- _EXCERPTED TEXT_:
>>>>>

The winds of litter that blow through Harare
By Desmond Taumbe
The name ‘Harare’ is a corruption of the word ‘haarari’ which means ‘he who never sleeps.’ For many Zimbabweans, this city that never sleeps is a place where dreams come true, a place endowed with unfathomable beauty and blessed with hardworking people. This Harare is our Sunshine City. Harare’s heart lies in its Central Business District (CBD). However, looking at the current state of the CBD, it’s just about impossible to imagine that this is the central hub for what should be a vibrant African city.
At every corner, you walk straight into litter. This is despite Harare city cleaners carrying out their duties on a daily basis. It seems that we all have become indifferent to a problem that is choking the life out of our beautiful city, and are disrespectful to the cleaners that are committed to their duties despite their measly compensation. We have lost pride in our city. There is no enforcement of the anti-littering law, and it is unbelievable that there is no scheduled collection of domestic and business refuse. The rainy season can easily worsen this situation, raising justified fears of disease outbreaks.
There have been noble attempts to tackle this problem. Not long ago, the Anglican Clean Up Campaign and the Can Man of Mike Abrahams were campaigns led by members of the community that helped show us that there are ways in which we can shape our own environment without waiting for someone else to do it for us. The United Family International Church with the Harare Council ran a massive clean up drive of the city last month. These campaigns can raise awareness of just how serious this problem is and may just encourage others to repeat the efforts. If different groups were to run these campaigns on a regular rotating basis, in their neighborhoods, what a difference that would make. The more that participate in cleaning the streets, cutting grass and trimming bushes, the easier the task would be. Those with particular skills can offer their services for free and at the same market themselves, which can lead to more paid work. When we see the results and realize that we can work towards restoring Harare back to the glorious city it once was, we will make greater efforts to maintain our surroundings. We can change the mindset of those individuals who have lost pride in their city. We can educate these same individuals on the negative impact that mindless littering can have on our environment and our health.
Image from: http://relzim.org/news/9494/
We can also show Hararians that there is entrepreneurial potential in managing waste – reducing, reusing and recycling should be terms that we all become familiar with and act on. However, we still need the responsible authorities to re-honor their pledge to serve the people by collecting refuse for disposal at designated sites. The City of Harare must provide dustbins and motivate the cleaners by giving them appropriate pay and incentives. When all these collective efforts are combined, we can restore Harare to it’s former physical glory, and the millennium development goal for Harare to have world-class city status by 2025 can become a possibility. The time is right for every responsible Hararian to blow the winds of change across our beloved city that never sleeps.

<<<<<

- _PROBLEM A_: According to the article on litter in Harare, what does the word "haarari" mean?
- _PROBLEM B_: In the article on litter in Harare, transcribe the passage starting at "At every corner, you" and ending at "of disease outbreaks.".

- _GIVEN DATA_:
>>>>>

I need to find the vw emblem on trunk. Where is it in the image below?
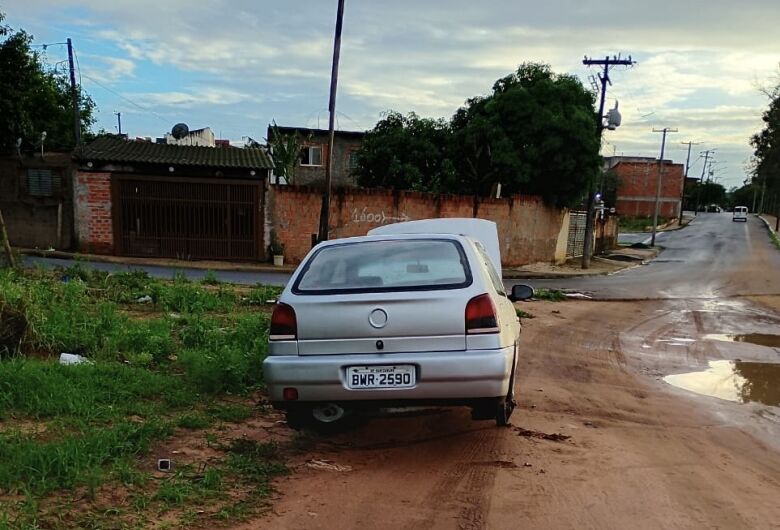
[368,309,387,329]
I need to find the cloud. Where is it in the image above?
[4,0,780,188]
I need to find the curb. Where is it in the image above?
[503,249,661,280]
[19,248,295,274]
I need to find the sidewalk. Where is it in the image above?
[19,248,295,274]
[504,247,661,280]
[758,213,777,233]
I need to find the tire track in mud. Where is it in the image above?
[408,412,507,530]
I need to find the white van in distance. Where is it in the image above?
[731,206,747,223]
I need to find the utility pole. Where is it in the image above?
[677,141,700,222]
[68,37,81,146]
[318,0,344,241]
[696,149,715,213]
[582,55,634,269]
[650,127,677,247]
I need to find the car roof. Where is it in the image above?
[368,217,501,275]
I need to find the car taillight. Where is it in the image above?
[269,303,298,340]
[466,294,499,335]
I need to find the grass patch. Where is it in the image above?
[534,289,566,302]
[0,263,286,530]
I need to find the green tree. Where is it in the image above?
[266,121,302,184]
[750,75,780,218]
[0,13,95,153]
[451,63,601,205]
[355,111,453,192]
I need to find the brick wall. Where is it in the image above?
[74,171,114,254]
[614,161,685,218]
[267,186,568,267]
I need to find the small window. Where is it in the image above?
[27,169,60,197]
[474,241,506,296]
[347,151,358,169]
[301,145,322,166]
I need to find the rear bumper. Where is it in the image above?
[263,346,514,406]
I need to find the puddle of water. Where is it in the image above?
[664,361,780,406]
[704,333,780,348]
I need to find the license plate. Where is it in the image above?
[347,364,415,390]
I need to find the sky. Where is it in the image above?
[0,0,780,188]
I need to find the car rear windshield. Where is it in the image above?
[293,239,472,294]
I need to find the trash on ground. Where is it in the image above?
[60,353,92,364]
[515,427,571,442]
[306,458,352,472]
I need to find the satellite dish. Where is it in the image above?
[607,101,622,131]
[171,123,190,140]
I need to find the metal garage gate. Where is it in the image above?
[114,176,262,260]
[566,212,588,258]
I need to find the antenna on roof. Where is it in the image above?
[171,123,190,140]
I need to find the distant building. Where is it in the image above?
[604,156,685,219]
[165,127,216,147]
[267,126,366,186]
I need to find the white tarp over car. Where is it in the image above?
[368,217,502,275]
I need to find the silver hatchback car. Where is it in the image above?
[263,219,533,428]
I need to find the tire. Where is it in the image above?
[496,354,517,427]
[285,407,314,431]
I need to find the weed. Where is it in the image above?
[244,284,283,305]
[0,421,172,494]
[200,468,222,491]
[226,438,287,486]
[534,289,566,302]
[176,412,211,430]
[154,473,195,505]
[200,269,220,285]
[208,405,253,423]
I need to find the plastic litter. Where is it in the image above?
[60,353,92,364]
[306,459,352,472]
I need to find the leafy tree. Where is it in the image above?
[690,182,726,208]
[350,63,601,205]
[452,63,601,205]
[355,111,453,192]
[266,121,302,184]
[750,75,780,217]
[0,13,95,152]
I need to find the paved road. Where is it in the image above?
[506,213,780,299]
[25,213,780,299]
[24,256,289,285]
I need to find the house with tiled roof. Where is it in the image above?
[73,136,273,260]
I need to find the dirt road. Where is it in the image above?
[240,301,780,529]
[232,215,780,530]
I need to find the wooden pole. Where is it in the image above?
[0,206,16,269]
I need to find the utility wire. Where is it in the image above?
[84,74,169,125]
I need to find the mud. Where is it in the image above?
[238,301,780,530]
[664,361,780,406]
[703,333,780,348]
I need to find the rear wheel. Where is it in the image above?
[496,354,517,427]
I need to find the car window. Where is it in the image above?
[293,239,471,294]
[474,241,506,296]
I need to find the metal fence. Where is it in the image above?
[114,176,262,260]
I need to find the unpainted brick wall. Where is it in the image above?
[614,161,685,218]
[74,171,114,254]
[267,186,567,267]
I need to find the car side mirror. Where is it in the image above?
[509,283,534,302]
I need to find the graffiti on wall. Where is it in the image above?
[352,207,412,225]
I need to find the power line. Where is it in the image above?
[84,74,169,125]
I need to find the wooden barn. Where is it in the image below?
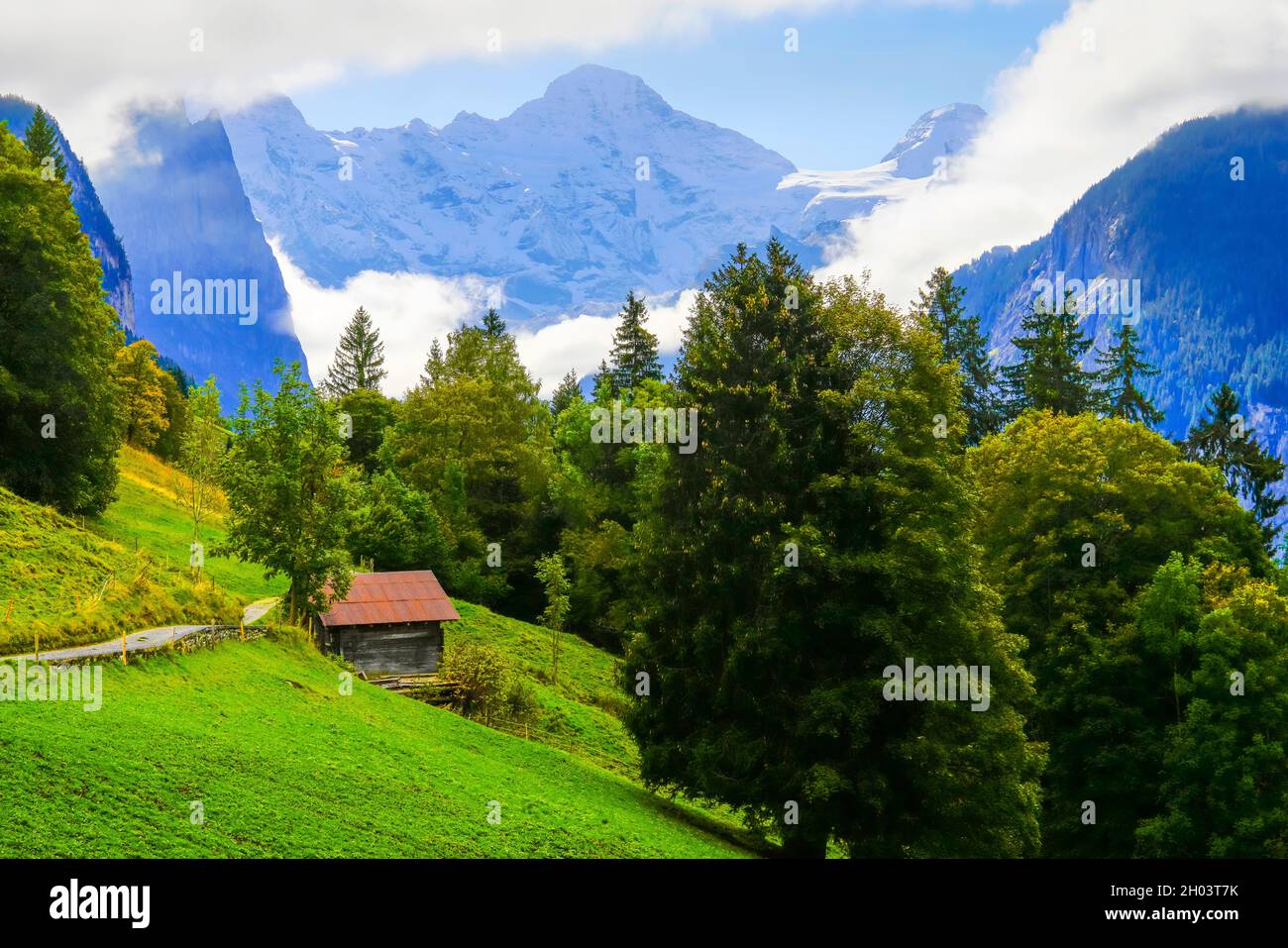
[318,570,460,675]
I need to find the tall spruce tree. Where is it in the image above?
[622,241,1040,857]
[1002,292,1100,417]
[912,266,1006,445]
[550,369,583,417]
[1096,323,1163,428]
[612,290,662,391]
[1182,382,1288,545]
[23,106,67,181]
[595,360,618,402]
[322,306,389,398]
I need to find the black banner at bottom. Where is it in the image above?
[0,859,1267,939]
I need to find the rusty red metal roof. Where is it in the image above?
[321,570,460,627]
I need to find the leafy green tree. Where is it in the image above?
[219,361,352,623]
[912,266,1006,445]
[1136,557,1288,859]
[537,553,570,685]
[322,306,389,398]
[348,472,455,574]
[1185,382,1288,545]
[23,106,67,181]
[1002,292,1100,417]
[610,290,662,391]
[550,369,585,417]
[115,339,172,448]
[967,411,1272,857]
[154,366,188,464]
[177,376,228,556]
[623,241,1040,857]
[0,128,125,514]
[381,310,553,616]
[1096,322,1163,428]
[339,389,400,476]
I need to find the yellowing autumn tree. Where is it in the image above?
[116,339,170,448]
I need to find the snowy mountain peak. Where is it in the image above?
[881,102,988,177]
[528,64,671,113]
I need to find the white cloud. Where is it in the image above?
[269,240,697,395]
[276,241,499,395]
[825,0,1288,301]
[0,0,1024,163]
[515,290,698,395]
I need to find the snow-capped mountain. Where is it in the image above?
[226,65,807,320]
[224,65,983,318]
[95,108,304,412]
[781,102,988,245]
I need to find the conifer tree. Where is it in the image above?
[550,369,583,417]
[612,290,662,391]
[1002,292,1100,417]
[912,266,1005,445]
[622,241,1039,858]
[595,360,618,402]
[322,306,389,398]
[1096,323,1163,428]
[1182,382,1288,545]
[23,106,67,181]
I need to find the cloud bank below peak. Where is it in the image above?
[823,0,1288,300]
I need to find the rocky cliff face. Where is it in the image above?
[0,95,134,330]
[98,106,306,411]
[954,111,1288,464]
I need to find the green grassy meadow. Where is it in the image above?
[0,488,241,656]
[0,628,747,857]
[86,445,287,601]
[0,448,763,857]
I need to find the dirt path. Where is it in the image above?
[0,599,277,662]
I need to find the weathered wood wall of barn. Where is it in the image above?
[323,622,443,675]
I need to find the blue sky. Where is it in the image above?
[295,0,1068,168]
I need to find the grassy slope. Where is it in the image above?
[0,640,743,857]
[0,488,240,655]
[109,447,639,776]
[0,448,748,854]
[445,600,639,776]
[86,446,287,600]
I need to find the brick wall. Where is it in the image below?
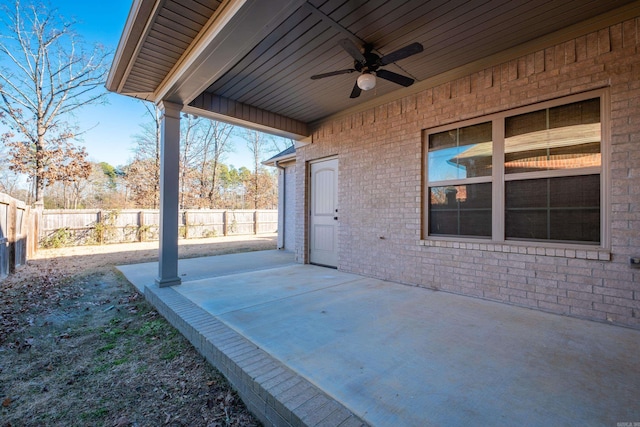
[296,13,640,328]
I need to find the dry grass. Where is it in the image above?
[0,236,275,427]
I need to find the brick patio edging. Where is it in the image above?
[144,285,367,427]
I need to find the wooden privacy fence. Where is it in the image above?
[0,193,38,280]
[40,209,278,246]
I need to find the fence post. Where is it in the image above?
[96,211,104,244]
[253,211,259,234]
[138,211,147,242]
[32,200,44,254]
[184,210,189,239]
[7,197,18,274]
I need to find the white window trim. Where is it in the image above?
[418,88,611,260]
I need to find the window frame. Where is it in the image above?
[421,88,611,250]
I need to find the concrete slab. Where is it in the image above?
[118,250,295,293]
[119,254,640,426]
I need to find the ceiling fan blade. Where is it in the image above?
[338,39,367,64]
[378,43,424,65]
[349,81,362,98]
[311,68,355,80]
[376,70,415,87]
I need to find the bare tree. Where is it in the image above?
[0,0,109,201]
[125,102,162,209]
[242,129,293,209]
[199,120,234,209]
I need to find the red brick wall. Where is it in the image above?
[296,18,640,328]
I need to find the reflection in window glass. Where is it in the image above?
[505,175,600,243]
[427,122,493,181]
[429,183,491,237]
[505,98,601,173]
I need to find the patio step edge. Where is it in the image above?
[144,285,368,427]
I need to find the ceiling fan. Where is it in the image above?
[311,39,423,98]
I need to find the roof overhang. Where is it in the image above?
[106,0,640,140]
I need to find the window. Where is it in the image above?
[425,93,603,245]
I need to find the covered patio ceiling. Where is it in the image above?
[107,0,640,139]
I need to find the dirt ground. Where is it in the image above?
[0,234,276,427]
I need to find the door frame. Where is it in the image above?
[304,154,340,268]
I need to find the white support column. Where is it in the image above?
[156,101,182,288]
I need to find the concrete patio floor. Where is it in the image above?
[119,251,640,427]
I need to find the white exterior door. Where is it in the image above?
[309,159,339,267]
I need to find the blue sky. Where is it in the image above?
[50,0,251,171]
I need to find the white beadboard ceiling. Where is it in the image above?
[107,0,638,136]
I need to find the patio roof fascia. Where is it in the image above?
[308,0,640,132]
[107,0,309,140]
[107,0,640,141]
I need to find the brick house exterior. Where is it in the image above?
[106,0,640,328]
[296,17,640,328]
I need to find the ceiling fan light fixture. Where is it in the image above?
[358,73,376,90]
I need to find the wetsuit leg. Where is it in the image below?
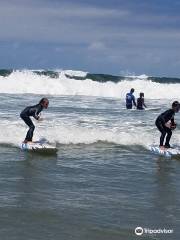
[165,127,172,147]
[126,105,132,109]
[21,116,35,141]
[156,121,167,146]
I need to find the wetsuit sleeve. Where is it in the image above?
[143,99,147,108]
[132,96,136,106]
[33,106,42,120]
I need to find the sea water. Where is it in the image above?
[0,70,180,240]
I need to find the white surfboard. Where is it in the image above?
[149,146,180,157]
[20,139,57,153]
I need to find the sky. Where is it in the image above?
[0,0,180,77]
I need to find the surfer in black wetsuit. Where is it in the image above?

<<<<<

- _EXERCISE ANSWER A_: It means "he who never sleeps."

- _EXERCISE ANSWER B_:
At every corner, you walk straight into litter. This is despite Harare city cleaners carrying out their duties on a daily basis. It seems that we all have become indifferent to a problem that is choking the life out of our beautiful city, and are disrespectful to the cleaners that are committed to their duties despite their measly compensation. We have lost pride in our city. There is no enforcement of the anti-littering law, and it is unbelievable that there is no scheduled collection of domestic and business refuse. The rainy season can easily worsen this situation, raising justified fears of disease outbreaks.